**PROVIDED TEXT:**
|---|
The ARR for RRMS patients (0.08) as well as the ARR for RRMS patients on DMT (0.08) was also lower compared to previously reported ARRs from randomised controlled trials in RRMS [19]. It was first noted that the ARRs for the placebo group in the fingolimod and cladribine trials from 2010 were 0.4 and 0.33 respectively, which was significantly lower compared to the 0.9 and 1.28 that were found in interferon beta-1a trials in the 1990s [11]. This finding attracted further research; a comprehensive literature review by Inusah et al. found a mean ARR of 0.68 for the treatment group, while the mean ARR for the placebo group was 1.005 [6]. It also demonstrated a sustained reduction of the ARR by 0.36 relapses per year over a 10-year study period for the placebo group and 0.37 for the treatment group [6]. Similarly, Nicholas et al. found that the ARR for the placebo group decreased by 6.2% per year, translating to a reduction of almost 50% over 10 years [7]. Comparable results were found by Steinvorth et al., with a reduction in the ARR of the placebo group by 4.5% per year [9].
Higher ARRs compared to our findings were also reported in a recent meta-analysis of the efficacy and safety of monoclonal antibody therapies for RRMS; it showed an ARR of 0.45 for the patients that were on interferon beta-1a, which was the most common comparison treatment [20]; the ARRs for the preceding year varied from 1.2 to 3.0 [20]. Equally high ARR (> 1) was noted for RRMS patients in the year before enrolment to ofatumumab trials [21]. The ARRs in the ofatumumab and teriflunomide groups were 0.11 and 0.22 in trial 1 and 0.10 and 0.25 in trial 2 [21].
Our study findings suggest that the previously noted trend of reducing ARRs in RRMS [4, 6, 7, 9, 10] continues. It is plausible that the recent increased availability of higher efficacy DMTs can explain the reduced ARRs for the RRMS patients. Moreover, the ARR in all our RRMS patients versus RRMS patients on DMT was the same (0.08), supporting the findings from another study, which reported that prior DMT use did not influence on-trial ARRs [11]. Previous studies found that age, disease duration, pre-trial ARR, number of years used to calculate pre-trial ARR, and study duration were the main determinants of the on-study ARRs [4, 6, 9, 11]. Mean disease duration and age were comparable with previous studies [4, 6, 9, 11, 20]; hence, we do not feel that they have influenced the low ARRs in this cohort.
We found differences in the relapse rates between different study sites. Nottingham had a higher ARR compared to other sites. This is more likely to be due to our data extraction methodology. Nottingham was the only centre that screened all medical records from April 2019 until the end of December 2020 to capture all relapses, including the relapses that were reported retrospectively in future clinic appointments. All other sites extracted their data from databases/phone call encounters/relapse clinics from April to June 2020 and for the same period in 2019.
|---|
**DATA FOR REVIEW:**
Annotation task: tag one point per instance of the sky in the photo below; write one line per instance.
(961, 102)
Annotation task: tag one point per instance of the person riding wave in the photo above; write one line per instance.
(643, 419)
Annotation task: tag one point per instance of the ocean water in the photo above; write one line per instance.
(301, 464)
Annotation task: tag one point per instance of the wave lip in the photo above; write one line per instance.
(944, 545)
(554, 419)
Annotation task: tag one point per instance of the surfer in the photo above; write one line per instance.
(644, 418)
|---|
**ABOUT THIS TASK:** From the relapse-rate text, extract the passage starting at the words "We found differences" and ending after "period in 2019.", copied word for word. Work only from the text about relapse rates.

**THE COMPLETED TASK:**
We found differences in the relapse rates between different study sites. Nottingham had a higher ARR compared to other sites. This is more likely to be due to our data extraction methodology. Nottingham was the only centre that screened all medical records from April 2019 until the end of December 2020 to capture all relapses, including the relapses that were reported retrospectively in future clinic appointments. All other sites extracted their data from databases/phone call encounters/relapse clinics from April to June 2020 and for the same period in 2019.